* _PROBLEM DESCRIPTION_
Return every line below that contains the string "lamp", copied without alteration. Letter case counts.

* _DATASET EXTRACT_
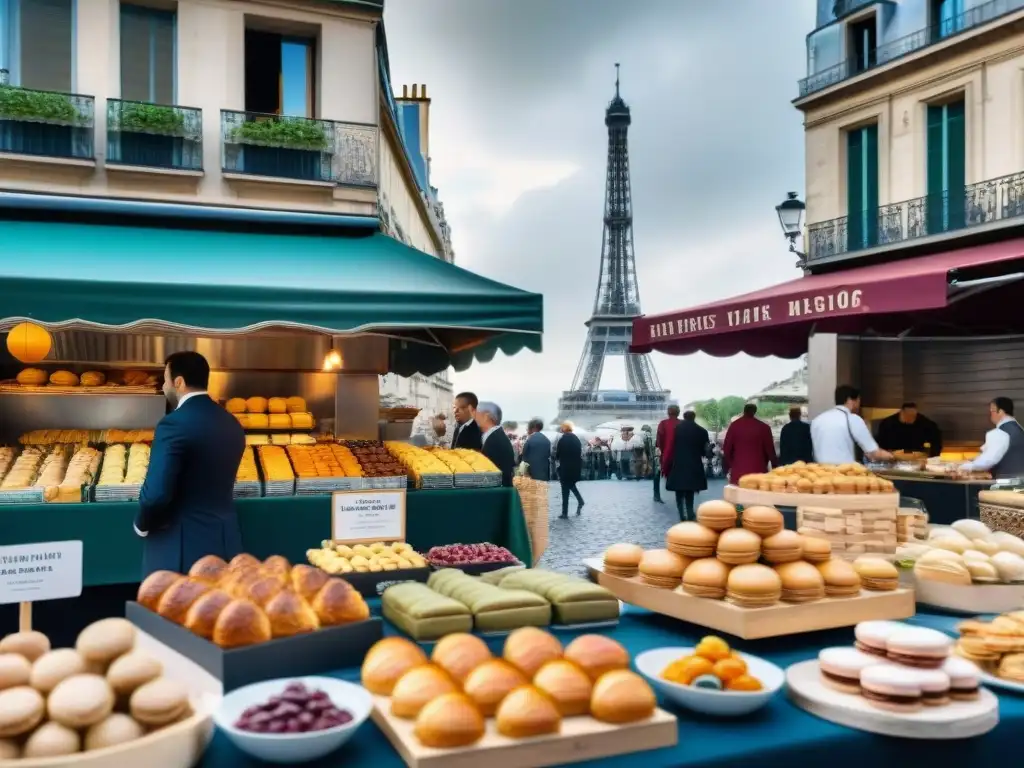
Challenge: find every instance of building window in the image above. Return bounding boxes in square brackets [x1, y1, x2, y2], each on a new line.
[925, 98, 967, 234]
[0, 0, 75, 93]
[246, 30, 316, 118]
[847, 15, 879, 75]
[121, 3, 176, 104]
[846, 125, 879, 251]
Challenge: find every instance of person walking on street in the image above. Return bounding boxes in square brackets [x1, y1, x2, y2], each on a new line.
[665, 411, 711, 520]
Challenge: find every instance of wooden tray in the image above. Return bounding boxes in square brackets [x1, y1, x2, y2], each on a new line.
[584, 559, 914, 640]
[724, 485, 899, 510]
[785, 659, 999, 739]
[371, 696, 679, 768]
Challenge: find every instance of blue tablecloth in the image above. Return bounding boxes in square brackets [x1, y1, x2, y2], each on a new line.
[200, 606, 1024, 768]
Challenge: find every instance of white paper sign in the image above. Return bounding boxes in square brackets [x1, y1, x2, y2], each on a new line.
[331, 490, 406, 544]
[0, 542, 82, 604]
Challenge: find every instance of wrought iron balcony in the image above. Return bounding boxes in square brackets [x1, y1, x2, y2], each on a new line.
[800, 0, 1024, 98]
[807, 172, 1024, 262]
[220, 110, 377, 187]
[106, 98, 203, 171]
[0, 70, 95, 160]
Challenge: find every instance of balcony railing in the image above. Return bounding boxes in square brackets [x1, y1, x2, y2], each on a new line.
[106, 98, 203, 171]
[220, 110, 377, 187]
[807, 172, 1024, 261]
[0, 70, 95, 160]
[800, 0, 1024, 98]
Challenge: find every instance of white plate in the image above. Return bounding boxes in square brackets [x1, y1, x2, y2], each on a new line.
[213, 677, 374, 764]
[633, 646, 785, 717]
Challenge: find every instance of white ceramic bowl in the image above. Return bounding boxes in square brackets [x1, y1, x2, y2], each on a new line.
[634, 647, 785, 717]
[213, 677, 374, 764]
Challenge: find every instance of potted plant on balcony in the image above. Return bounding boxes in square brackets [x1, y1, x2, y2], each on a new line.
[230, 117, 330, 181]
[0, 85, 88, 158]
[110, 101, 185, 168]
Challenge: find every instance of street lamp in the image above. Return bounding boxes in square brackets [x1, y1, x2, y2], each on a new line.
[775, 193, 807, 262]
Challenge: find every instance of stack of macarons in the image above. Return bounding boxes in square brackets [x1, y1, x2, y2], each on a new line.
[818, 622, 979, 713]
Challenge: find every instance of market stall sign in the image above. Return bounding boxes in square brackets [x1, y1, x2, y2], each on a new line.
[0, 542, 82, 605]
[331, 489, 406, 544]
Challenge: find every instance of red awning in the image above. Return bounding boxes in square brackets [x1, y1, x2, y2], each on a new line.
[631, 239, 1024, 357]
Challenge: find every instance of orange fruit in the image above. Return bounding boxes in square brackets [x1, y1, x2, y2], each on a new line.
[714, 656, 746, 683]
[725, 675, 764, 690]
[693, 635, 732, 662]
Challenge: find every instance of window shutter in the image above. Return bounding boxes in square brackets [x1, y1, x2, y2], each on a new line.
[18, 0, 75, 93]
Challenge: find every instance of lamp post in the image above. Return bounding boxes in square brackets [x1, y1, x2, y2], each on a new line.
[775, 193, 807, 268]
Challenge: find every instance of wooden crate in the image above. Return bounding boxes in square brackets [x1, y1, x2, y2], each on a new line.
[584, 558, 914, 640]
[371, 696, 679, 768]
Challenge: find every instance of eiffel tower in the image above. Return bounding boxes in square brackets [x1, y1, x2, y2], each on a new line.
[557, 63, 674, 428]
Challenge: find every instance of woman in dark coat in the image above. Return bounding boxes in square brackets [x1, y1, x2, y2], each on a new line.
[555, 422, 583, 520]
[665, 411, 711, 520]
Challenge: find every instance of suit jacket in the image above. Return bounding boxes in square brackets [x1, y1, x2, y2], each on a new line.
[135, 394, 246, 579]
[778, 421, 814, 464]
[452, 419, 483, 451]
[663, 419, 711, 492]
[724, 416, 778, 485]
[654, 419, 679, 477]
[476, 427, 515, 488]
[519, 432, 551, 482]
[555, 432, 583, 485]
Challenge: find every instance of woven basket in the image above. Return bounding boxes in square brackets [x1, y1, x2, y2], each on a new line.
[512, 476, 550, 565]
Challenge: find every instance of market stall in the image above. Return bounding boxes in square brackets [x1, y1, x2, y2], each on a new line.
[0, 215, 542, 643]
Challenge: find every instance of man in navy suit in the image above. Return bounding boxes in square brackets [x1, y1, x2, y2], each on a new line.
[135, 352, 246, 579]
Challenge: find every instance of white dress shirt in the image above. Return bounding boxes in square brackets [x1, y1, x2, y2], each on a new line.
[961, 416, 1014, 472]
[131, 389, 209, 538]
[811, 406, 879, 464]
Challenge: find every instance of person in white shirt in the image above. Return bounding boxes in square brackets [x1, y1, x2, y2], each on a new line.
[811, 384, 892, 464]
[959, 397, 1024, 478]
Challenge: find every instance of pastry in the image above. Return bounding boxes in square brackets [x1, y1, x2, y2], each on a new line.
[414, 693, 484, 750]
[562, 635, 630, 680]
[29, 648, 85, 694]
[590, 670, 657, 724]
[463, 658, 529, 717]
[128, 677, 190, 728]
[391, 664, 459, 718]
[534, 659, 594, 718]
[495, 685, 562, 738]
[46, 675, 114, 730]
[0, 685, 46, 738]
[502, 627, 562, 678]
[430, 632, 494, 685]
[360, 637, 427, 696]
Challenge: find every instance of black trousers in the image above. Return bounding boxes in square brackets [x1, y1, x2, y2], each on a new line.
[561, 482, 583, 517]
[676, 490, 696, 520]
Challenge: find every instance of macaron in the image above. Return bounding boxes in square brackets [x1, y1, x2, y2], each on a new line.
[940, 656, 981, 701]
[665, 521, 718, 557]
[740, 507, 785, 537]
[886, 627, 953, 669]
[860, 664, 923, 714]
[697, 499, 738, 530]
[761, 529, 804, 565]
[715, 528, 761, 565]
[853, 621, 907, 657]
[683, 561, 739, 600]
[818, 645, 886, 693]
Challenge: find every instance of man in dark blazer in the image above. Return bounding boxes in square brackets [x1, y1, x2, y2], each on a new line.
[519, 419, 551, 482]
[452, 392, 483, 451]
[665, 411, 711, 520]
[135, 352, 246, 579]
[475, 402, 515, 488]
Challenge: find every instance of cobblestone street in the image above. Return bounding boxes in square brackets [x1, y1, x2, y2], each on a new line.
[538, 480, 725, 573]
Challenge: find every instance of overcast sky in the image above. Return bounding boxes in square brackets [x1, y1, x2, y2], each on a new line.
[384, 0, 815, 420]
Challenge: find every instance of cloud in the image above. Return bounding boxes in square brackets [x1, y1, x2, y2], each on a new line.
[385, 0, 815, 419]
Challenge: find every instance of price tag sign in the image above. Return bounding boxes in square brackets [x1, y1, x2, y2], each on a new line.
[331, 490, 406, 544]
[0, 542, 82, 604]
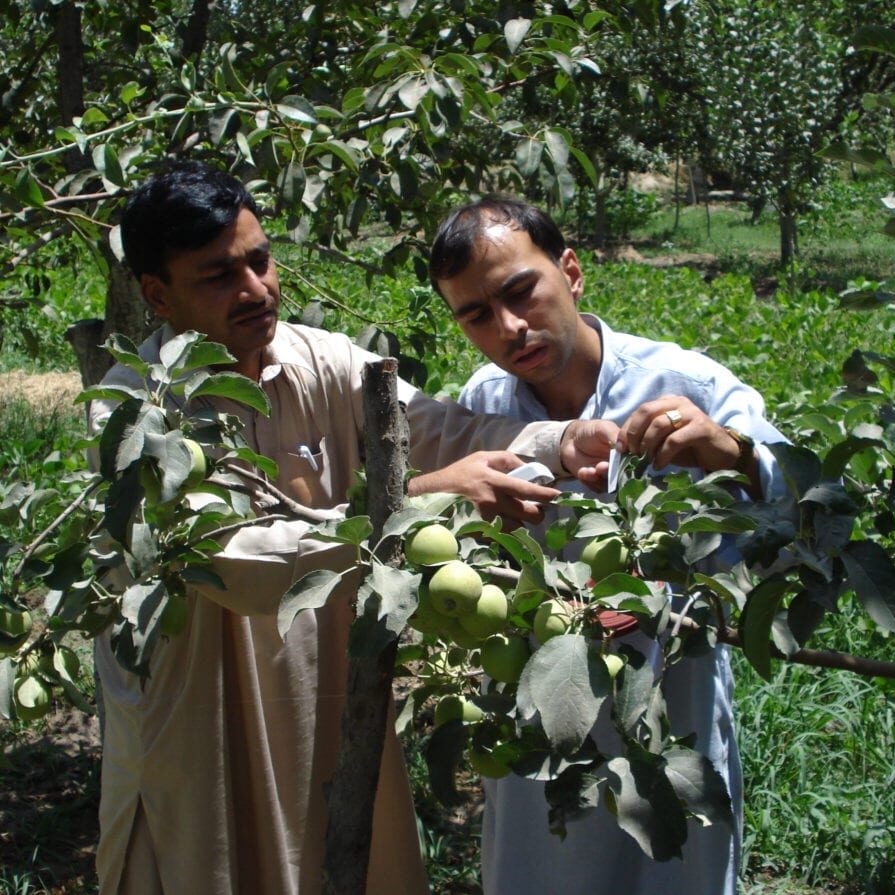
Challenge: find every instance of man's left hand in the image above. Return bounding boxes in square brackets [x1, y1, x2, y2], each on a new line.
[559, 420, 619, 491]
[616, 395, 760, 496]
[407, 451, 559, 525]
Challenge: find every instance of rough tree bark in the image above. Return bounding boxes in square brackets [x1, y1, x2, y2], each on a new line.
[65, 242, 161, 388]
[323, 358, 410, 895]
[56, 0, 84, 173]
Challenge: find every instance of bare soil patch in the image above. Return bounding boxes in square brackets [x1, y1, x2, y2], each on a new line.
[0, 370, 81, 410]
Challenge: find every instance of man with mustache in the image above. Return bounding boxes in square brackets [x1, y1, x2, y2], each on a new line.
[430, 196, 785, 895]
[91, 163, 620, 895]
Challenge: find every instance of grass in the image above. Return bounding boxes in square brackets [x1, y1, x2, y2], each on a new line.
[734, 606, 895, 891]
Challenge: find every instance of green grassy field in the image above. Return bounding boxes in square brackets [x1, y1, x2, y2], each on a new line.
[0, 178, 895, 895]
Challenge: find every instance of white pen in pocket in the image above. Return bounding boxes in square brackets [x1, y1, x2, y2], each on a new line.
[298, 444, 320, 472]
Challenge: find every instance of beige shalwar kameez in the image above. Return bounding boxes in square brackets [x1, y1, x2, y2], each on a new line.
[91, 324, 562, 895]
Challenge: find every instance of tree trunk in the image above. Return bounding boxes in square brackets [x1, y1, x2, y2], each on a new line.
[65, 242, 160, 388]
[56, 0, 84, 173]
[323, 358, 410, 895]
[180, 0, 211, 61]
[779, 202, 799, 267]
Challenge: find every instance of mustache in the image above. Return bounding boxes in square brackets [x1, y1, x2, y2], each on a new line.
[227, 296, 277, 320]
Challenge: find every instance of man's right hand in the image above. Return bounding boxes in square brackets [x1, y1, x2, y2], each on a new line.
[407, 451, 560, 525]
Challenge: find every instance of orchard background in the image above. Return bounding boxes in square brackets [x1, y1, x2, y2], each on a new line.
[0, 0, 895, 893]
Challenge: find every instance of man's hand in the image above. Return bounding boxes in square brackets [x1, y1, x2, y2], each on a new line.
[617, 395, 761, 496]
[559, 420, 619, 491]
[407, 451, 559, 524]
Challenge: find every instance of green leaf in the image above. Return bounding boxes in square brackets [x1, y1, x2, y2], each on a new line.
[569, 146, 599, 189]
[842, 541, 895, 631]
[662, 747, 734, 829]
[366, 562, 423, 637]
[739, 578, 789, 681]
[398, 78, 429, 112]
[75, 385, 149, 404]
[516, 634, 611, 754]
[852, 25, 895, 56]
[15, 168, 44, 208]
[608, 747, 687, 861]
[544, 128, 569, 168]
[823, 435, 884, 479]
[307, 139, 360, 173]
[208, 106, 239, 146]
[277, 569, 342, 640]
[503, 18, 531, 55]
[677, 508, 756, 534]
[93, 143, 125, 187]
[516, 137, 544, 177]
[184, 373, 270, 416]
[99, 398, 167, 481]
[276, 96, 317, 124]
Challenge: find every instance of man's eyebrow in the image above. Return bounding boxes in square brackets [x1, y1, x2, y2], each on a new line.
[454, 267, 535, 318]
[196, 240, 270, 271]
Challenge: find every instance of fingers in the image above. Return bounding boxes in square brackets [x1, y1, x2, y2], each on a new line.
[617, 395, 715, 469]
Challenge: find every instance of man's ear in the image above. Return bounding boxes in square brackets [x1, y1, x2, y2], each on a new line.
[140, 273, 171, 319]
[559, 249, 584, 302]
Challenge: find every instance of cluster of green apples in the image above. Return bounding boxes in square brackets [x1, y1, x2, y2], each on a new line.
[0, 607, 81, 721]
[404, 523, 630, 777]
[404, 523, 530, 683]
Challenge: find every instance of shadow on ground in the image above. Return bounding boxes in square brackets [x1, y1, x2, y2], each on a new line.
[0, 709, 100, 895]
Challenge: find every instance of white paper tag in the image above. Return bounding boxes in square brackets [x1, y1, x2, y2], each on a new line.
[606, 448, 621, 494]
[507, 461, 554, 485]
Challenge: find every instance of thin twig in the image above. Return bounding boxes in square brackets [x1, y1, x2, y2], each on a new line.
[12, 478, 103, 580]
[220, 460, 332, 522]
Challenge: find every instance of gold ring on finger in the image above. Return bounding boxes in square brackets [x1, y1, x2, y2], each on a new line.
[665, 410, 684, 429]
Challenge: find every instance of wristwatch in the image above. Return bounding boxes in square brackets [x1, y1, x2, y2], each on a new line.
[724, 426, 755, 472]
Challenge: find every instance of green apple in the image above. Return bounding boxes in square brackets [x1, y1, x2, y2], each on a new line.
[603, 653, 625, 678]
[13, 675, 53, 721]
[404, 522, 460, 566]
[159, 593, 190, 637]
[0, 609, 32, 657]
[581, 535, 628, 581]
[183, 438, 208, 491]
[460, 584, 510, 640]
[638, 531, 687, 582]
[482, 634, 529, 684]
[467, 749, 510, 780]
[435, 694, 485, 727]
[139, 459, 162, 507]
[534, 599, 572, 643]
[429, 559, 482, 618]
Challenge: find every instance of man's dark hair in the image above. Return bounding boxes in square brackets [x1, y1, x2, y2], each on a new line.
[121, 162, 258, 280]
[429, 194, 566, 297]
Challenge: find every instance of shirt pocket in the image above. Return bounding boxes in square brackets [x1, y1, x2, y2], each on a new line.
[277, 441, 332, 507]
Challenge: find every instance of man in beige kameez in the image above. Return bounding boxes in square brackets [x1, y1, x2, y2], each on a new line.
[91, 165, 620, 895]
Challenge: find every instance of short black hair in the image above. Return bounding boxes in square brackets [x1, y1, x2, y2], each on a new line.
[121, 161, 258, 280]
[429, 193, 566, 298]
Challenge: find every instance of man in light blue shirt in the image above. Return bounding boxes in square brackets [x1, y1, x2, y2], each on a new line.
[430, 196, 785, 895]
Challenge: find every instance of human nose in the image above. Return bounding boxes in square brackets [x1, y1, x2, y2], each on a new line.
[239, 267, 270, 301]
[494, 305, 528, 342]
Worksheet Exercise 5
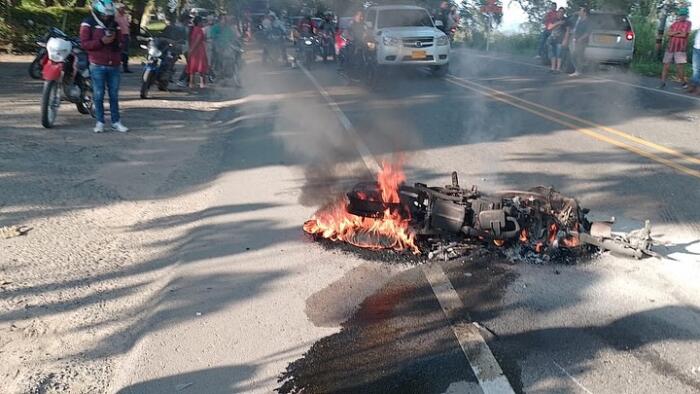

* _RESULT FOR THIS TASK_
Challenge: find every instance of street lamp in the image above. Return bounding boxes in square brackets [x1, y1, x2, y2], each on a new line.
Challenge: find every instance of lamp post in the image above. Return bounding boxes in square brackets [x1, y1, x2, y2], each on a new line.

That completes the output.